▶ [Work to be completed]
Reproduce word for word the portion of the article on employee misclassification starting at "Under competitive pressures, some" and ending at "workers’ compensation funds.".

▶ [Supplied text]

=======

Employers Who Mislabel Employees Risk Penalties

Suzanne C. Odom

Suzanne C. Odom, Attorney at Law, Montgomery & Andrews, P.A.

Under competitive pressures, some employers are tempted to label workers “independent contractors” rather than employees so they can avoid paying benefits, matching Social Security and Medicare taxes, paying federal and state unemployment taxes and following employment laws, such as the Fair Labor Standards Act. This practice of misclassification has created substantial problems for affected employees and for the United States Treasury, the Social Security and Medicare funds, and state unemployment and workers’ compensation funds.

As a result, the U.S. Department of Labor and Internal Revenue Service signed a memorandum of understanding in September 2011 so the agencies could work together and share information to reduce employee misclassification, close the tax gap and improve compliance with federal labor laws. While New Mexico is not one of the 13 states that have joined the memorandum of understanding, employers in the state should be concerned about properly classifying the people who work for them.

A worker is not an “independent contractor” simply because an employer says she is. Complicated but well-defined legal tests apply to the determination, and stiff penalties can apply when employers misclassify.  Among other things, an employer whose “independent contractor” is found to meet the legal definition of an employee may be required to:

  • Reimburse the employee for wages that should have been paid under the FLSA, including overtime and minimum wages, and benefits afforded regular employees
  • Pay back taxes and penalties
  • Pay workers’ compensation benefits due an injured worker

Both New Mexico and the IRS weigh the extent to which a business controls a worker in determining whether an employer-employee or independent contractor relationship exists. The IRS “control” analysis tests three elements: behavioral control, financial control and type of relationship.

=======

▶ [Extracted records]

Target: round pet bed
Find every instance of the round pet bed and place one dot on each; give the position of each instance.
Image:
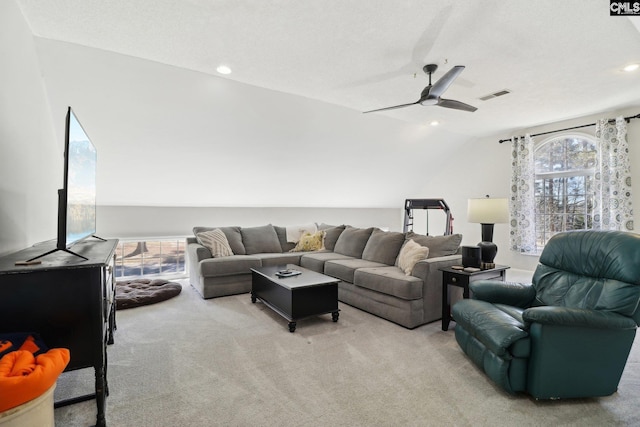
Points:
(134, 293)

=======

▶ [Solution]
Under competitive pressures, some employers are tempted to label workers “independent contractors” rather than employees so they can avoid paying benefits, matching Social Security and Medicare taxes, paying federal and state unemployment taxes and following employment laws, such as the Fair Labor Standards Act. This practice of misclassification has created substantial problems for affected employees and for the United States Treasury, the Social Security and Medicare funds, and state unemployment and workers’ compensation funds.